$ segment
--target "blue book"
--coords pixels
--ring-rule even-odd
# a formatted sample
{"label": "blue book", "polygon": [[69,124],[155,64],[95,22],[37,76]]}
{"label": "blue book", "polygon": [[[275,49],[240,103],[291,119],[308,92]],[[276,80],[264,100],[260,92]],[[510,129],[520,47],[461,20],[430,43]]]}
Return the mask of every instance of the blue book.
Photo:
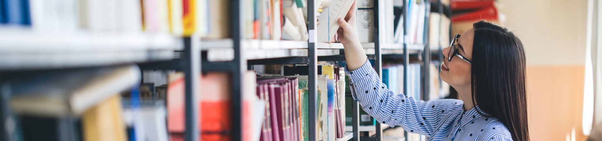
{"label": "blue book", "polygon": [[29,18],[29,4],[28,0],[3,0],[5,1],[6,15],[8,23],[23,25],[31,25]]}
{"label": "blue book", "polygon": [[7,13],[7,7],[6,7],[7,0],[0,0],[0,24],[7,24],[8,22],[8,19],[6,13]]}
{"label": "blue book", "polygon": [[328,90],[328,140],[335,140],[336,137],[336,121],[335,118],[335,80],[326,80],[326,87]]}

- What is needed
Express all the records above as a numbered list with one line per item, omitting blank lines and leaving out the picture.

- The answer
1. $ segment
2. --target "blue book"
3. --coords pixels
4. --ring-rule even-odd
5. # a formatted sample
6. {"label": "blue book", "polygon": [[69,124],[155,64],[95,22],[37,76]]}
7. {"label": "blue book", "polygon": [[[275,49],[240,103],[291,119],[308,92]],[[276,80],[264,100],[260,92]],[[510,129],[520,47],[461,20],[430,43]]]}
8. Return the mask of every instance of the blue book.
9. Photo:
10. {"label": "blue book", "polygon": [[29,18],[29,4],[28,0],[3,0],[5,1],[6,15],[8,23],[23,25],[31,25]]}
11. {"label": "blue book", "polygon": [[7,13],[7,7],[6,7],[7,0],[0,0],[0,24],[7,24],[8,22],[8,19],[6,13]]}
12. {"label": "blue book", "polygon": [[328,90],[328,140],[335,140],[336,137],[336,121],[335,118],[335,80],[326,80],[326,87]]}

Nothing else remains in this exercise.